[Information provided — start]

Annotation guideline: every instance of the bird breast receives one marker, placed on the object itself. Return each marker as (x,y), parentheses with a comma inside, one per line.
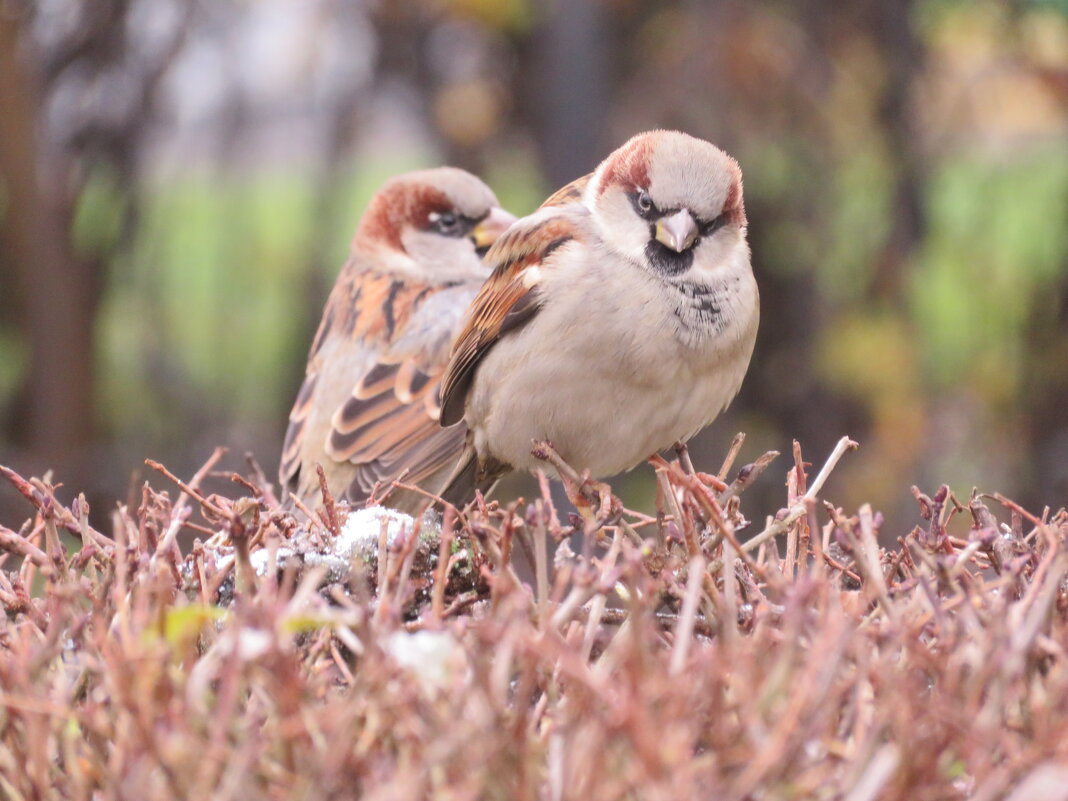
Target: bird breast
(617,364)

[Information provided — finish]
[Information provided — start]

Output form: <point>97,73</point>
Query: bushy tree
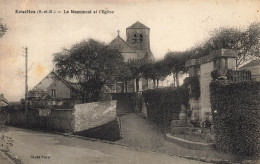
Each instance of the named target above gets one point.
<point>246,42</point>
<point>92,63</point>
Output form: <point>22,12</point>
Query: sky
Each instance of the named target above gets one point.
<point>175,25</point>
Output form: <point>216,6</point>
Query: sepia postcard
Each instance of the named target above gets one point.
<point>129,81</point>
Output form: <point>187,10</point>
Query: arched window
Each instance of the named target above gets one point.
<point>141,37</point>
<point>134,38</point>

[Information provided — finish]

## Required action
With pictures excluded, reproduce exactly the lines above from the one containing "Query: bushy tree" down to the one containing "Query: sepia postcard", those two included.

## Response area
Query: bushy tree
Each instance of the named target above gets one point.
<point>246,42</point>
<point>92,63</point>
Output form: <point>22,12</point>
Query: sky
Each instance of the named target above gets one point.
<point>175,25</point>
Output form: <point>216,6</point>
Query: sepia postcard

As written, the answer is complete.